Dataset rows on where objects appear
--- Start ---

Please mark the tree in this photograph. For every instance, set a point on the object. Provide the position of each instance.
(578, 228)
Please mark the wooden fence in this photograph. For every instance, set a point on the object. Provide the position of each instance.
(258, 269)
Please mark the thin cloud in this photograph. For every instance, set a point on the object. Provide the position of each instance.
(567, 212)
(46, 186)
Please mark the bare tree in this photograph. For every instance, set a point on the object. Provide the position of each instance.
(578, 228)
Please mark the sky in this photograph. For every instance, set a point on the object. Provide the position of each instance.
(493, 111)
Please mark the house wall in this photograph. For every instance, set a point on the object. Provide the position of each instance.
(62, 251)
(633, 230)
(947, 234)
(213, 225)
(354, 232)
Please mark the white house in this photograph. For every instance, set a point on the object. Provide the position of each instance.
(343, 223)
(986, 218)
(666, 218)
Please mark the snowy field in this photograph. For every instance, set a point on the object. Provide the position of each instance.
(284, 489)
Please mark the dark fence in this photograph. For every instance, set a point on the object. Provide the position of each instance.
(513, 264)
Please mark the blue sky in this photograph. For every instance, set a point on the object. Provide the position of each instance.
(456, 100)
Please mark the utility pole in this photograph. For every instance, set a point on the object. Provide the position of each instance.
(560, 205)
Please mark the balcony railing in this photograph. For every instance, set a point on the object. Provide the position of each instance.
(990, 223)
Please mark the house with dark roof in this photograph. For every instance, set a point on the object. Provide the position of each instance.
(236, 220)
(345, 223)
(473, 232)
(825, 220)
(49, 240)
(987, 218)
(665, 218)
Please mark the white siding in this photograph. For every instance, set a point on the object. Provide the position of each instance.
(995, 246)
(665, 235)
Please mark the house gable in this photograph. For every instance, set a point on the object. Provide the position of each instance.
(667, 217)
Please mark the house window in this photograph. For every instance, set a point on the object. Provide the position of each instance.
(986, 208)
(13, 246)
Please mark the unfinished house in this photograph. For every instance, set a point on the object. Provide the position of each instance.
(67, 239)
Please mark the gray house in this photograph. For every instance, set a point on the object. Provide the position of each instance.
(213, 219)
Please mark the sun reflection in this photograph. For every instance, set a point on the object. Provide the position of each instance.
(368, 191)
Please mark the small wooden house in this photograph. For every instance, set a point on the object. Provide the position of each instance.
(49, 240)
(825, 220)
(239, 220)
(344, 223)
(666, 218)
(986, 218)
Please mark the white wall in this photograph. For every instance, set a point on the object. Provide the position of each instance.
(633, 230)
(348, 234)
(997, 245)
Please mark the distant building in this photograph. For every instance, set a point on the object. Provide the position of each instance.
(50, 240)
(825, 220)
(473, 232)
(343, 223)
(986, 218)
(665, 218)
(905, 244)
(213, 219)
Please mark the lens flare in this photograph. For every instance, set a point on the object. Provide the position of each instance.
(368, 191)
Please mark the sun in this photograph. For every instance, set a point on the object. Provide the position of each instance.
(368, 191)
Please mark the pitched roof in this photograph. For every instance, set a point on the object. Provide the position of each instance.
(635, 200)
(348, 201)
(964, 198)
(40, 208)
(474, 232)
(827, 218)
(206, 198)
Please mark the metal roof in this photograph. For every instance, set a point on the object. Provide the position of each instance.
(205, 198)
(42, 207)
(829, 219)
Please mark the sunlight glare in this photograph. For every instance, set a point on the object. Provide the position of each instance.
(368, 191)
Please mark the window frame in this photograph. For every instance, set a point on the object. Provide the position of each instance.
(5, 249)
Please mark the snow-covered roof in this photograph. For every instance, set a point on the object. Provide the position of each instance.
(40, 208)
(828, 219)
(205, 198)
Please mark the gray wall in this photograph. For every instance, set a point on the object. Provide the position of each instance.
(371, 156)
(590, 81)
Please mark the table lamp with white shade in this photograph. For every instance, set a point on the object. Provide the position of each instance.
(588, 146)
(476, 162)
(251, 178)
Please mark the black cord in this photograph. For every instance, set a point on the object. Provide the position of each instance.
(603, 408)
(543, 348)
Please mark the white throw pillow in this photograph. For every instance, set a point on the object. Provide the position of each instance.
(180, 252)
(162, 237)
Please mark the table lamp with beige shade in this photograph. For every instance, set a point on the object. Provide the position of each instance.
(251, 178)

--- End ---

Goal:
Repeat the material word for word, in full.

Task answer:
Please mark the tree in this photograph. For every instance, set a point on the object. Provide the position of each instance.
(578, 228)
Please mark the wooden fence in this photograph. For every instance, set a point on the object. Provide the position of each instance.
(258, 269)
Please mark the thin cloud in this photograph. For every instance, set a point on the object. Provide the position of each instance.
(567, 212)
(46, 186)
Please mark the bare tree in this photograph. For every instance, set a point on the object. Provide the position of each instance.
(578, 228)
Please mark the sky in this photograph. For every instance, set a point on the object. Provide the position of each instance.
(493, 111)
Please mark the house wall in this photograph. For every instance, set a point on the object. Provide the position of each instance.
(62, 251)
(633, 230)
(947, 234)
(213, 225)
(354, 232)
Please mark the white house in this photograph. For every instance, set a point on the object. Provide the position of each instance.
(343, 223)
(986, 218)
(666, 218)
Please mark the snowy field in this photograph. For every instance, set a point on the object. Provide the position of each instance.
(284, 489)
Please mark the dark fence in this photograph. For every instance, set a point on the object. Provide the position of each instance.
(513, 264)
Please mark the blue sky in this photograph. For every instance, set a point on the object. Provide the position of each instance.
(456, 100)
Please mark the utility pole in this photograph. For every instance, set a point on the object. Provide the position of each instance.
(560, 205)
Please mark the balcony railing in this photograph. For every instance, set a point on the object. Provide the position of each instance.
(990, 223)
Please mark the house with dark roof in this photograph. For every instance, set a point on the object. Provide the position of each instance.
(236, 220)
(345, 223)
(473, 232)
(825, 220)
(49, 240)
(987, 218)
(665, 218)
Please mark the white siding in this photograph. For every instance, set a point on the object. Provide the position of each instance.
(995, 246)
(665, 235)
Please mark the house gable in this photograph. For every instance, set a point on the object. Provide the position of each instance.
(667, 217)
Please mark the house window in this photograph. For every instance, set a point on the object. Provide the position of each instance.
(986, 208)
(13, 246)
Please mark the unfinished house in this photograph. For every instance, set a point on the object. Provide the position of each instance.
(67, 239)
Please mark the gray house in this photograph. For every instance, set a point on the object. Provide the position of each instance.
(213, 219)
Please mark the sun reflection in this photograph. For every instance, set a point on the object. Provide the position of each instance.
(368, 191)
Please mark the small wooden house in this photograph. For every instance, set a point on the object. Provide the position of each instance.
(49, 240)
(825, 220)
(239, 220)
(344, 223)
(666, 218)
(986, 218)
Please mark the white wall in this photograph. For every instance, set a point on the object. Provide the position of each instance.
(633, 230)
(348, 234)
(997, 245)
Please mark the distant building in this photograph. For every instance, set a point on the object. Provide the position of each instance.
(50, 240)
(825, 220)
(473, 232)
(343, 223)
(986, 218)
(665, 218)
(905, 244)
(213, 219)
Please mark the lens flare in this photograph. For every instance, set a point on the object. Provide the position of each instance.
(368, 191)
Please mark the sun in this photograph. For every instance, set a point on the object. Provide the position of each instance.
(368, 191)
Please mark the pitched roof in this photograph. For every instance, set a point on the object. Provide the position of each instance.
(635, 200)
(348, 201)
(964, 198)
(40, 208)
(474, 232)
(827, 218)
(206, 198)
Please mark the metal roof in this photograph. For every instance, set a point on the object. Provide the position of each instance.
(205, 198)
(42, 207)
(829, 219)
Please mark the sunlight glare in this photograph. For every instance, set a point on the object. Provide the position of each instance.
(368, 191)
Please mark the window frame in this photograph. For every instance, set a point on the object. Provide the position of each instance.
(5, 249)
Please mark the snow-covered roof in this photograph. For every instance, set a point on the object. Provide the position of each instance.
(40, 208)
(828, 219)
(205, 198)
Please mark the gray wall in this photograph. For every instance, set a point on the object. Provide the position of each instance.
(371, 156)
(590, 81)
Please mark the table lamp with white shade in this photograph. For every instance, set a point on the object. Provide the position of each instance.
(588, 146)
(476, 162)
(251, 178)
Please mark the black cord in this photograph. For every instance, set a point on the object. Provide the position of each instance.
(603, 408)
(543, 348)
Please mark the white throw pillow in this photograph. For every instance, set a point on the object. Provide the position of each instance.
(180, 252)
(162, 237)
Please mark the table lamp with beige shade in this photograph. For every instance, set a point on the object. Provide the position of each instance.
(251, 178)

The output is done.